* BEGIN Dataset records *

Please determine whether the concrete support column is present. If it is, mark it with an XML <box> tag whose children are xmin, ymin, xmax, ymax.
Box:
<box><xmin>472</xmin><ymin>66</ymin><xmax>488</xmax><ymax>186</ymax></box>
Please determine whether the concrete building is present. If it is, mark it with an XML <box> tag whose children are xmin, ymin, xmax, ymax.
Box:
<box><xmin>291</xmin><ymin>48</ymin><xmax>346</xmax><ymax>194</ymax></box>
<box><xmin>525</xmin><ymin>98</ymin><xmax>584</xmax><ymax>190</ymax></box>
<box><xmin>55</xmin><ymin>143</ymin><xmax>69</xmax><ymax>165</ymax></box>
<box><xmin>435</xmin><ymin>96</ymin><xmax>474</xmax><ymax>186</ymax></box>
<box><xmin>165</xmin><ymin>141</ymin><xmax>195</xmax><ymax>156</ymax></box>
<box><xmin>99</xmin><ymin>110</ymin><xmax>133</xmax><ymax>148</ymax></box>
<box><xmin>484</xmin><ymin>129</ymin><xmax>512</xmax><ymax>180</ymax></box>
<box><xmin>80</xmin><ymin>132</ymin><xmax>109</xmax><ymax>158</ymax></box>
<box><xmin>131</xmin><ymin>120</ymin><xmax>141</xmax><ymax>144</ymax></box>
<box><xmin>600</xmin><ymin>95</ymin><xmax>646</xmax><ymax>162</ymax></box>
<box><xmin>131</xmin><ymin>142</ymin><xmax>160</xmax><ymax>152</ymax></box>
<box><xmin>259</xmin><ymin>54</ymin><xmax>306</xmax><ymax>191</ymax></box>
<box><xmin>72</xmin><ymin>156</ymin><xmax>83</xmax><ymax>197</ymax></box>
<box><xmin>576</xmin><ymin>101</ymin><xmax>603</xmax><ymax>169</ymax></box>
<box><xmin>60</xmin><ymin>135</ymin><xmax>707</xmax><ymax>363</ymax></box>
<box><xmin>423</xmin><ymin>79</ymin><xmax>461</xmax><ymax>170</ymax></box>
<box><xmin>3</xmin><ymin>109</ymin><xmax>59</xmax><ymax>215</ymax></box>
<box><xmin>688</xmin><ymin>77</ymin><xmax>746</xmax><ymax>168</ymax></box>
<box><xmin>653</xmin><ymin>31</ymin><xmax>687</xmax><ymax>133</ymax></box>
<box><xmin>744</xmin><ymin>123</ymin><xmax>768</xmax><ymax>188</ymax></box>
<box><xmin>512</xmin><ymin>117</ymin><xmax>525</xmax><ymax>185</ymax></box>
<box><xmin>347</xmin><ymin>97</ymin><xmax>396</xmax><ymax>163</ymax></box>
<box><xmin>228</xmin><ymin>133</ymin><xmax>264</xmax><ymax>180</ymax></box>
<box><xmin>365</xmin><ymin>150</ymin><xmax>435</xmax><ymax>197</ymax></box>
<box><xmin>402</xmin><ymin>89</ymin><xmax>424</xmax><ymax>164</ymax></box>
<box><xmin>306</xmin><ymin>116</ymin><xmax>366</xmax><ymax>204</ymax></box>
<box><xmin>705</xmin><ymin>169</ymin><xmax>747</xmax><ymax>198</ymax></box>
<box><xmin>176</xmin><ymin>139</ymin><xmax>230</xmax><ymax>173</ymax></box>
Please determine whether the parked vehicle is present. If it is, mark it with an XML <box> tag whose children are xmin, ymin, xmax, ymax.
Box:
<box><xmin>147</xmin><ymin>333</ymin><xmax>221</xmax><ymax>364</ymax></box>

* END Dataset records *

Pick out and copy every line in the records above that contains the string "mark". Case counts, so a match must have the same capital and lowercase letters.

Please determine whether the concrete support column is present. If it is, mark it with an XML <box> tag whose children are xmin, ymin, xmax, ymax.
Please determine whether the concrete building is present. If it is, mark it with an XML <box> tag whose children are xmin, ymin, xmax, ymax.
Please determine whether the parked vehicle is present. If it is, mark it with an XML <box> tag whose children are xmin, ymin, xmax, ymax.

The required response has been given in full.